=== 原文の抜粋 ===
家電の中には、インターネットに接続して様々なサービスを利用できるものがあります。中でも「スマートテレビ」はこれまでのテレビのように民放やNHKだけでなく、インターネット上の動画サイトの映像を再生できるテレビとして注目を集めています。
しかしインターネットに接続となると、気になるのがセキュリティです。今回はスマートテレビのセキュリティリスクと対策の方法について紹介します。
スマートテレビとは
スマートテレビとは従来のテレビにインターネットに接続できる機能を追加したテレビです。テレビをインターネットに接続し、専用のアプリを導入するとYoutubeやAmazonプライムビデオなどの動画サイトの映像をテレビで再生可能になります。
スマートテレビに導入できるアプリには動画サービスの他にもあり、Skypeのようにリモートで会議できるアプリや、天気予報やニュースなどを表示できるアプリもあります。
このようにインターネットに接続されたパソコンやスマートフォンのように使用できるテレビが、スマートテレビであると言って良いでしょう。
スマートテレビのセキュリティリスク
便利なスマートテレビですが、インターネットに接続することで、以下のようなセキュリティリスクが発生します。
盗聴・盗撮される可能性
スマートテレビにはカメラとマイクが内蔵されているものがあります。脆弱性のあるスマートテレビに対して、攻撃者はインターネット回線を使って、スマートテレビを遠隔操作し、家庭内の情報を盗聴あるいは盗撮することが可能です。
実際に2013年にサムスン電子製のスマートテレビのいくつかのモデルでは、脆弱性を使って遠隔操作でテレビの内蔵のカメラとマイクを動作させられることが話題となりました。
テレビを介してその他機器・アプリを乗っ取る可能性
セキュリティの甘いスマートテレビに攻撃をしかけて、ネットワークに接続されているIoT機器やアプリケーションが乗っ取られる可能性があります。またスマートテレビにインストール可能なアプリの中には不正なアプリもあり、インストールするとスマートテレビの制御が乗っ取られ、他の不正なアプリなどが勝手にインストールされるなどの被害も発生します。
個人情報流出の可能性
インターネット回線を使ってスマートテレビから個人情報が流出する可能性があります。そもそもスマートテレビにはテレビ番組の視聴データなどをメーカーに送信する機能がバックグラウンドで動作しているタイプのものがあります。これらは厳密な意味では個人情報に当たらないかもしれません。このような情報はスマートテレビの設定を変更することで、情報の送信を止めることができます。
=== 表示情報 ===
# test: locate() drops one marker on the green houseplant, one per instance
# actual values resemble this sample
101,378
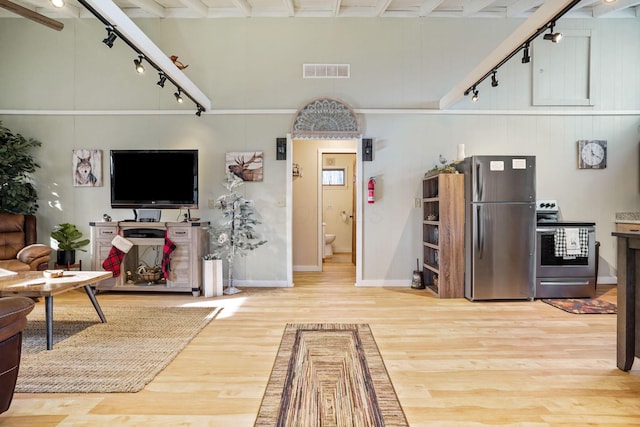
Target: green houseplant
17,192
69,240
===
= 課題の条件 =
A: スマートテレビに関する文章のうち、「家電の中には、インターネット」を含む語句で始まり「れることが話題となりました。」で終わる部分を、一字も変えずに打ち直す。
B: 次の(i)〜(iii)がスマートテレビに関する文章の内容と合うかどうかを、それぞれ「はい」か「いいえ」で答え、判断の決め手となる文章中の語句をそのまま引用する。
(i) 2013年に、サムスン電子製のスマートテレビの一部のモデルで、遠隔操作により内蔵のカメラとマイクを動作させられることが話題になった。
(ii) スマートテレビには、すべてカメラとマイクが内蔵されている。
(iii) 視聴データなどをメーカーに送信する機能は、設定を変更しても止められない。

= 課題の解答 =
A:
家電の中には、インターネットに接続して様々なサービスを利用できるものがあります。中でも「スマートテレビ」はこれまでのテレビのように民放やNHKだけでなく、インターネット上の動画サイトの映像を再生できるテレビとして注目を集めています。
しかしインターネットに接続となると、気になるのがセキュリティです。今回はスマートテレビのセキュリティリスクと対策の方法について紹介します。
スマートテレビとは
スマートテレビとは従来のテレビにインターネットに接続できる機能を追加したテレビです。テレビをインターネットに接続し、専用のアプリを導入するとYoutubeやAmazonプライムビデオなどの動画サイトの映像をテレビで再生可能になります。
スマートテレビに導入できるアプリには動画サービスの他にもあり、Skypeのようにリモートで会議できるアプリや、天気予報やニュースなどを表示できるアプリもあります。
このようにインターネットに接続されたパソコンやスマートフォンのように使用できるテレビが、スマートテレビであると言って良いでしょう。
スマートテレビのセキュリティリスク
便利なスマートテレビですが、インターネットに接続することで、以下のようなセキュリティリスクが発生します。
盗聴・盗撮される可能性
スマートテレビにはカメラとマイクが内蔵されているものがあります。脆弱性のあるスマートテレビに対して、攻撃者はインターネット回線を使って、スマートテレビを遠隔操作し、家庭内の情報を盗聴あるいは盗撮することが可能です。
実際に2013年にサムスン電子製のスマートテレビのいくつかのモデルでは、脆弱性を使って遠隔操作でテレビの内蔵のカメラとマイクを動作させられることが話題となりました。

B:
(i) はい。「実際に2013年にサムスン電子製のスマートテレビのいくつかのモデルでは、脆弱性を使って遠隔操作でテレビの内蔵のカメラとマイクを動作させられることが話題となりました。」
(ii) いいえ。「スマートテレビにはカメラとマイクが内蔵されているものがあります。」
(iii) いいえ。「このような情報はスマートテレビの設定を変更することで、情報の送信を止めることができます。」